Page text >>
────────

Figure 15. Critical Reynolds number 
$Re_c$ of the first stationary bifurcations in the wake flow past rectangular prisms of lengths (a) 
$L=1$ and (b) 
$L=3$, and various fillet radii 
$R$. Filled symbols indicate stationary (pitchfork) bifurcations; open symbols indicate oscillatory (Hopf) bifurcations.
These trends are also similar to those reported in Park & Yang (Reference Park and Yang2016) and Chiarini et al. (Reference Chiarini, Quadrio and Auteri2021) for the first oscillatory mode past 2-D square and rectangular cylinders, respectively. While this may have been anticipated for the oscillatory bifurcations, since the instability mechanism is the same in 2-D and 3-D prism flows, this is not the case for the stationary bifurcations.
6. Weakly nonlinear stability analysis
For the geometries investigated in § 5, two stationary modes, with 
$S_y A_z$ and 
$A_y S_z$ symmetries, are the first to become unstable, and their critical Reynolds numbers are close to one another. In the following, we refer to these modes as modes 
$A$ and 
$B$, respectively. Linear stability analysis cannot predict the state of the flow once the two modes are unstable. Therefore, in this section we perform a WNL stability analysis in order to clarify the nonlinear interactions between modes 
$A$ and 
$B$, and the nonlinear states expected to be observed in an experiment or DNS close to the bifurcation thresholds. Rigorous WNL analyses based on global eigenmodes have been applied to the first (Hopf) bifurcation of the 2-D circular cylinder wake by Sipp & Lebedev (Reference Sipp and Lebedev2007), and to the first two bifurcations (pitchfork and Hopf) of the axisymmetric disk wake by Meliga et al. (Reference Meliga, Chomaz and Sipp2009a).

────────

Records from a data collection:
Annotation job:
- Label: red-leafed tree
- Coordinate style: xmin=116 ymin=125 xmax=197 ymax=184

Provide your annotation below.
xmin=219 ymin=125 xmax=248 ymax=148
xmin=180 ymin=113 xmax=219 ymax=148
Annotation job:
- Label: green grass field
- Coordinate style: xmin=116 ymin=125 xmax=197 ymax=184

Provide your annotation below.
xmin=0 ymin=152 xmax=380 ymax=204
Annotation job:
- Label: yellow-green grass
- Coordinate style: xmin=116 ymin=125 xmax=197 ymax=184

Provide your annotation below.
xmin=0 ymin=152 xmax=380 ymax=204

────────

Instruction 1 >>
For the prism-wake text, decide whether each statement agrees with it: (a) In Figure 15, filled symbols mark oscillatory (Hopf) bifurcations. (b) Linear stability analysis cannot predict the flow state once the two modes are unstable. (c) The two stationary modes that first become unstable have critical Reynolds numbers far apart. Give yes or no for each with the deciding words quoted exactly.
Instruction 2 >>
Print the part of the prism-wake text starting with "Figure 15. Critical" and going on through "oscillatory (Hopf) bifurcations.".

Exercise answer 1 >>
(a) No: "Filled symbols indicate stationary (pitchfork) bifurcations; open symbols indicate oscillatory (Hopf) bifurcations."
(b) Yes: "Linear stability analysis cannot predict the state of the flow once the two modes are unstable."
(c) No: "their critical Reynolds numbers are close to one another"

Exercise answer 2 >>
Figure 15. Critical Reynolds number 
$Re_c$ of the first stationary bifurcations in the wake flow past rectangular prisms of lengths (a) 
$L=1$ and (b) 
$L=3$, and various fillet radii 
$R$. Filled symbols indicate stationary (pitchfork) bifurcations; open symbols indicate oscillatory (Hopf) bifurcations.